* SUPPLIED DATA
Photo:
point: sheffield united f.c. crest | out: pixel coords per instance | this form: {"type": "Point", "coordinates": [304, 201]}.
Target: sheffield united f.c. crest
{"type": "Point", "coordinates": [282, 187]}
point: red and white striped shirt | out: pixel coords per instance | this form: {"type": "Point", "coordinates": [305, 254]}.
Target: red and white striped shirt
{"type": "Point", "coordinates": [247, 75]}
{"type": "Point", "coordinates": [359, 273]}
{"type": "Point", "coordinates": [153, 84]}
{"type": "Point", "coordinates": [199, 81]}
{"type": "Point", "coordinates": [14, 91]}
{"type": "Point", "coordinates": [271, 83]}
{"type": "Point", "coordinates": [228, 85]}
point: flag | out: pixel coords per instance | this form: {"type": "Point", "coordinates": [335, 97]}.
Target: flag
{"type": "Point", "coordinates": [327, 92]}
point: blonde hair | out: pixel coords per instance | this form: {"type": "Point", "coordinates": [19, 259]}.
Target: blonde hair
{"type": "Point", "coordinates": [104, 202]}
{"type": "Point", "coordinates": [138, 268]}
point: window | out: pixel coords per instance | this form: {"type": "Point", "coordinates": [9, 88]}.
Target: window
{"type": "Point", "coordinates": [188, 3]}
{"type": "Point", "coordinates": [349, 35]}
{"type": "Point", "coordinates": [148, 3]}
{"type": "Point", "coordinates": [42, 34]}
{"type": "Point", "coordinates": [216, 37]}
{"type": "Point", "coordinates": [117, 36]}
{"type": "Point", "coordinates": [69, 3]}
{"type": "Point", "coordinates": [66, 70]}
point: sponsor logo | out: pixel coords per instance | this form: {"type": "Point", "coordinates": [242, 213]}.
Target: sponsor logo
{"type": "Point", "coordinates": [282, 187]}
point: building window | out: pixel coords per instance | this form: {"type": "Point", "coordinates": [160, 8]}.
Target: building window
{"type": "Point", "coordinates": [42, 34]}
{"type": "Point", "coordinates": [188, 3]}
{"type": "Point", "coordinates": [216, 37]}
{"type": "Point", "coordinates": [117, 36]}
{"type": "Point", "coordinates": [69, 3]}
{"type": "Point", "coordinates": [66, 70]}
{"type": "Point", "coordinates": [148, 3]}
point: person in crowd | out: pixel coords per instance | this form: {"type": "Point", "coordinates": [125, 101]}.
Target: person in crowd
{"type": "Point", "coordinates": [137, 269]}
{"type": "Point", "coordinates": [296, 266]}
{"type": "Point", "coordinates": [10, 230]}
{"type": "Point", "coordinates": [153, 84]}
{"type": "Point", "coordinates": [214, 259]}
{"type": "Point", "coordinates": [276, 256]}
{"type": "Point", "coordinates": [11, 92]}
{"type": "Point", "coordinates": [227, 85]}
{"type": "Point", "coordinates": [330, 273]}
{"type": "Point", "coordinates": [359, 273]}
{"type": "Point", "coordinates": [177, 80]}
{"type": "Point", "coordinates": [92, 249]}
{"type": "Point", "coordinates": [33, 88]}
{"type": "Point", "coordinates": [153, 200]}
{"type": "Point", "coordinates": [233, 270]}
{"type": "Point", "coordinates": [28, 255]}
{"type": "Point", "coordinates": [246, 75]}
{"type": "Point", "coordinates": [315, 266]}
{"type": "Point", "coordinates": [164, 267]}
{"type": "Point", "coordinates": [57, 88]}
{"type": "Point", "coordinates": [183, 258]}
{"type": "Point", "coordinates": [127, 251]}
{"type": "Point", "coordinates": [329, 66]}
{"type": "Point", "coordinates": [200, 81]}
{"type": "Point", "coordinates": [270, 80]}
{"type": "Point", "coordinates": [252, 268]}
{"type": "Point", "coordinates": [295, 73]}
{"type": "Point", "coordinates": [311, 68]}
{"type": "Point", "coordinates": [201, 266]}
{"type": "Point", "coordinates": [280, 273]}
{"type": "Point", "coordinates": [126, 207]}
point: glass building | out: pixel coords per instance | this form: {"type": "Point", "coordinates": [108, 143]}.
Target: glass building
==
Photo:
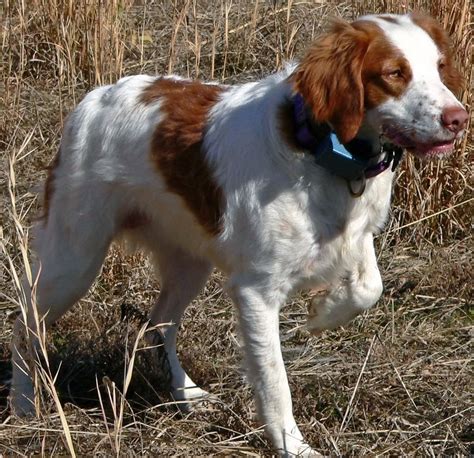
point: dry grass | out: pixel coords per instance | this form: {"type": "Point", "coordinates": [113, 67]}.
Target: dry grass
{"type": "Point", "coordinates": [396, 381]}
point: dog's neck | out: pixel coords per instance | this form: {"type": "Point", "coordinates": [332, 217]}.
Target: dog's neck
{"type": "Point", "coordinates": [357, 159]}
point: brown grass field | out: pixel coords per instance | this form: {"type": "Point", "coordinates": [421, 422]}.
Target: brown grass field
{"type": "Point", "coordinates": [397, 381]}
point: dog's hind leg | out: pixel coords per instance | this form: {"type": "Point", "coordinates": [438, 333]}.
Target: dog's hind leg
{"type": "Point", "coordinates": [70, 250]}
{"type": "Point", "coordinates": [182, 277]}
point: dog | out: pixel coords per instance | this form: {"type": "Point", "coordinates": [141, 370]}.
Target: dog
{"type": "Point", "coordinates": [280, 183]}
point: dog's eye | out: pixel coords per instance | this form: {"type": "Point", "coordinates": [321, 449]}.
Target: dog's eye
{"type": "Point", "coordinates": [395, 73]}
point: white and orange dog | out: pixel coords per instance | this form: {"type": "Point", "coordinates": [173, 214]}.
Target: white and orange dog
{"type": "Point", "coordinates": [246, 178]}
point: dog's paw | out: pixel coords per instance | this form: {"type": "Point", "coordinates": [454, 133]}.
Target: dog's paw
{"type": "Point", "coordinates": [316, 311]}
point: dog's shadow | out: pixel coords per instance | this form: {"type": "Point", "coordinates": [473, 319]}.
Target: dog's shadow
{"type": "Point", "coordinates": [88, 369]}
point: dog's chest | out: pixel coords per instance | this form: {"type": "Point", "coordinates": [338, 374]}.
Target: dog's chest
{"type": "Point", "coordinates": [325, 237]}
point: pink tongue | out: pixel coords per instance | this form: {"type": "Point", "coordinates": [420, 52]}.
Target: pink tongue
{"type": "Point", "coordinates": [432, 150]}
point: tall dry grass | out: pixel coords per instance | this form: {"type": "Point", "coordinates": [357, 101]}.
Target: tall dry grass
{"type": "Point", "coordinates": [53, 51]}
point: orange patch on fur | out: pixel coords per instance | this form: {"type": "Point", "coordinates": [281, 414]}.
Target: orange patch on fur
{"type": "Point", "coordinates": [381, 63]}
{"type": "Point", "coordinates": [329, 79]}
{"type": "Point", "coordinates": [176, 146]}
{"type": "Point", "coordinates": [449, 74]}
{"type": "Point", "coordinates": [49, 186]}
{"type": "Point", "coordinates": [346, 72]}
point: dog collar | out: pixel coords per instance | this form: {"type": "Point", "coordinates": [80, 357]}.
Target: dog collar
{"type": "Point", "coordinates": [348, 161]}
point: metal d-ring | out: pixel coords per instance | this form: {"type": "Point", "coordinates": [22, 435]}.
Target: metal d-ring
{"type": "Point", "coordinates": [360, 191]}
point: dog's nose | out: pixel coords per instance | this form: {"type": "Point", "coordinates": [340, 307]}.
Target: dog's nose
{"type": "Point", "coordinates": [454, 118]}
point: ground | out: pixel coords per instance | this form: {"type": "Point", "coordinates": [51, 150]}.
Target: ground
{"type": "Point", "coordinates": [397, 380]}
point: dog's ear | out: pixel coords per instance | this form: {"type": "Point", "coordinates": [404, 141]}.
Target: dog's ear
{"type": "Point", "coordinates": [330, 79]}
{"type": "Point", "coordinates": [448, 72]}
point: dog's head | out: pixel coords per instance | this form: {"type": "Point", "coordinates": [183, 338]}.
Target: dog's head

* WHAT YOU SHOULD DO
Scan the material and collect every line that contains "head".

* THE ANSWER
point: dog's head | out: pixel coords per instance | this form: {"type": "Point", "coordinates": [183, 338]}.
Target: dog's head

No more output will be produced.